Copy the data exactly. Leave nothing out.

++++++++++

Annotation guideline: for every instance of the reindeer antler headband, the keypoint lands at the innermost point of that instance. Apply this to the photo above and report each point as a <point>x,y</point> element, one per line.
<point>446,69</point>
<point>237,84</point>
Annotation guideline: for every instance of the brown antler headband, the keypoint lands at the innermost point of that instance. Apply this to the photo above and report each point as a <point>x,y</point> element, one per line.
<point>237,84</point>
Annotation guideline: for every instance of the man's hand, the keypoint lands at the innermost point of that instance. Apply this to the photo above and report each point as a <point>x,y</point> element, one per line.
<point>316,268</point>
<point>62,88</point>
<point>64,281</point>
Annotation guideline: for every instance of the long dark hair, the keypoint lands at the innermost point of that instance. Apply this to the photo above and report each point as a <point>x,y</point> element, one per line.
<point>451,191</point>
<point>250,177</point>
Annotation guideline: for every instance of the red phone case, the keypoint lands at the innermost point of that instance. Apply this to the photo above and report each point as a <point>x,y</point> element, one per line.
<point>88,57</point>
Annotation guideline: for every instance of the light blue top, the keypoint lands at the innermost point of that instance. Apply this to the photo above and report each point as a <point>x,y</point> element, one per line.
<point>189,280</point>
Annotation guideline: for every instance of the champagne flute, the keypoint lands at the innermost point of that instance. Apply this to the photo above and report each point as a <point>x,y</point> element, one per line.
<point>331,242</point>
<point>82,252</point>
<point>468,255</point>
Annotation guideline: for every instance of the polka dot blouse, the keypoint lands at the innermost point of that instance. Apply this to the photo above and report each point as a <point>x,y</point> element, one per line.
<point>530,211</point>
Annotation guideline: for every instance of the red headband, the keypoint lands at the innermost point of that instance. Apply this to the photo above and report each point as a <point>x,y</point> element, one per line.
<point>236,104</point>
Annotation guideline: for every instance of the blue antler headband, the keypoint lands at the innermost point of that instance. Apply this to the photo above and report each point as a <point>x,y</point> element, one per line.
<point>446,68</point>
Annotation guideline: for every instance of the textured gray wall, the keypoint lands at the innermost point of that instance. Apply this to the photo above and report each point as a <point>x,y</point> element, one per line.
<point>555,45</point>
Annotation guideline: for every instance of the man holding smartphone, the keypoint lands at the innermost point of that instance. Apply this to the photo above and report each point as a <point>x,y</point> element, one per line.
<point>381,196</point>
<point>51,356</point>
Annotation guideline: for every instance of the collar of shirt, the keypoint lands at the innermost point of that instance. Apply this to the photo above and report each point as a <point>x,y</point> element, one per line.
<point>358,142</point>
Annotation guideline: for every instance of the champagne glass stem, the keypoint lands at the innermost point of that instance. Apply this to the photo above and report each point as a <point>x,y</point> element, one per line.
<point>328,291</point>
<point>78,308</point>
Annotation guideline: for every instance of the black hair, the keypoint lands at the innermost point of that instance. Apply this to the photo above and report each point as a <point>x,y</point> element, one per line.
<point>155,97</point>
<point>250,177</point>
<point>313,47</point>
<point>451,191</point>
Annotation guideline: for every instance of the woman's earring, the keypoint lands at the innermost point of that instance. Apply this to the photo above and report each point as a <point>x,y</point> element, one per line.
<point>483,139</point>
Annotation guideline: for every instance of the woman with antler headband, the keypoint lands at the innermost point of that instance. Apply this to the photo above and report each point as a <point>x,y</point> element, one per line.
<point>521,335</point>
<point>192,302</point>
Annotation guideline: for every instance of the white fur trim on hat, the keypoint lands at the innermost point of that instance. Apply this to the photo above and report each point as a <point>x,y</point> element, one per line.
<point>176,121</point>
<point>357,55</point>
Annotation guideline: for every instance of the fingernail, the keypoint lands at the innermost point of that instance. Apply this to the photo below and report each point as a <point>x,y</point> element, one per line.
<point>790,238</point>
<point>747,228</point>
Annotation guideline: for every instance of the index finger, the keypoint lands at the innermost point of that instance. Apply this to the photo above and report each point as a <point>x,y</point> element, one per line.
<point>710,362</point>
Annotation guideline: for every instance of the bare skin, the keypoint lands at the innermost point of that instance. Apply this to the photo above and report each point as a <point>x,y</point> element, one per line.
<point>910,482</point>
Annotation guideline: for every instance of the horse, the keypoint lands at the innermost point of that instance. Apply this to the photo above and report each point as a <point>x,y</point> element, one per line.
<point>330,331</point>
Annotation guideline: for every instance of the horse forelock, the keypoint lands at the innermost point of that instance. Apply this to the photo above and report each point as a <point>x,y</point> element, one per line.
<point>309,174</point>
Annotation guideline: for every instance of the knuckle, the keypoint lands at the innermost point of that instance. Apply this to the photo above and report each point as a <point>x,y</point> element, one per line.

++++++++++

- _TASK SOLUTION_
Annotation guideline: for every instance of the reindeer antler headband, the keypoint lands at the innermost point of that instance. Apply this to the photo above and report each point as a <point>x,y</point> element, one per line.
<point>446,69</point>
<point>237,84</point>
Annotation guideline: for every instance of the brown antler headband, the keypoint lands at the innermost point of that instance. Apply this to the photo above and report each point as a <point>x,y</point> element, one per line.
<point>237,84</point>
Annotation guideline: for every instance of the man's hand, the keypoint lands at the innermost point of that instance. Apply this to the photo above and report each point as a <point>x,y</point> element, one per line.
<point>316,268</point>
<point>62,88</point>
<point>64,281</point>
Annotation guideline: for every instance of the long dark hair, the keypoint lands at the innermost point of that instance. Apply this to the photo above and report each point as a <point>x,y</point> element, one per line.
<point>451,191</point>
<point>250,177</point>
Annotation guideline: for every instance of the red phone case, the keypoint lands at the innermost point of that instance. Apply this to the photo above and report each point as a <point>x,y</point> element, one per line.
<point>88,57</point>
Annotation guideline: for every instance of the light blue top, the keypoint lands at the innermost point of that instance. Apply this to the photo above and report each point as a <point>x,y</point> element, one per line.
<point>189,280</point>
Annotation guideline: for every instance of the champagne flute, the keypoint lands at the innermost point of that instance. Apply this to the photo above and report each point as a <point>x,y</point> element, one per line.
<point>331,242</point>
<point>82,252</point>
<point>468,255</point>
Annotation guideline: for every instance of the polka dot blouse, the keypoint lands at the innermost point of that instance. Apply this to the photo above and report each point as a <point>x,y</point> element, one per line.
<point>530,211</point>
Annotation guideline: for every instance of the red headband, the keypoint lands at the innermost point of that instance. Apply this to the photo above and report each point as a <point>x,y</point> element, one per line.
<point>236,104</point>
Annotation guideline: for every instance of the blue antler headband, the keypoint lands at the innermost point of that instance. Apply this to the photo above and report each point as a <point>x,y</point> element, one per line.
<point>446,68</point>
Annotation guideline: for every instance of the textured gray wall, the keypoint lands at the innermost point of that instance. Apply this to the photo above and report each point as a <point>x,y</point> element, one per line.
<point>555,45</point>
Annotation guideline: for every instance of the man holding smartphone, the keypoint lands at the innermost point of that instance. Apply this to the photo above and report each point as a <point>x,y</point> element, one per line.
<point>381,196</point>
<point>51,356</point>
Annotation guideline: for every instance of the collar of shirt, the keypoint lands at the innermost point of that instance. Apply this to the photo above and report each point as a <point>x,y</point> element, one per line.
<point>358,142</point>
Annotation guideline: for every instance of the champagne glass stem, the keypoint lands at the innermost point of that instance. Apply this to the photo above and report each point as a <point>x,y</point> element, one per line.
<point>328,291</point>
<point>78,308</point>
Annotation guideline: for every instance of the black hair, the keypoint lands at the innermost point of that instance. Apply this to the photo above and report each point as a <point>x,y</point> element, one per line.
<point>155,97</point>
<point>250,177</point>
<point>313,47</point>
<point>451,191</point>
Annotation guideline: for every instance of the woman's earring, the keypoint lands at the innermost point of that instance. Apply this to the photo above and report each point as a <point>x,y</point> element, one per line.
<point>483,139</point>
Annotation guideline: for every instance of the woman with antler headband, the keypoint lands at the innermost point of that instance. Apply this to the photo above and report each point as a <point>x,y</point> element, one per line.
<point>521,335</point>
<point>192,302</point>
Annotation guideline: for every instance of the white fur trim on hat, the keypoint lands at the innermost point of that instance. Apply this to the photo above and report each point as a <point>x,y</point> element, one per line.
<point>176,121</point>
<point>357,55</point>
Annotation guideline: for every instance of the fingernail, the keypoint lands at the innermost point of that instance. Apply this to the photo below and report each point as a <point>x,y</point> element, one per line.
<point>790,238</point>
<point>747,228</point>
Annotation guideline: for every instance of the index finger, the keypoint lands at the innermost point of that instance. Apply this to the photo above and report each point as a <point>x,y</point> element, one per line.
<point>710,362</point>
Annotation guideline: for every instance of the bare skin, the keypoint lands at the innermost point of that instance. Apply this to the photo above and report each point as a <point>x,y</point> element, one per line.
<point>910,482</point>
Annotation guideline: for every instance of the horse, the keypoint lands at the innermost point of that instance. Apply this to the photo above and report each point as a <point>x,y</point> element, one per line.
<point>330,331</point>
Annotation guideline: for every instance of the horse forelock, the keypoint lands at the innermost point of that instance. Apply this to the photo above and report each point as a <point>x,y</point> element, one per line.
<point>309,174</point>
Annotation guideline: for every instance of the knuckle, the keypoint lands at the innermost point of that instance. Apply this to the photo above and report each point as a <point>x,y</point> element, one per line.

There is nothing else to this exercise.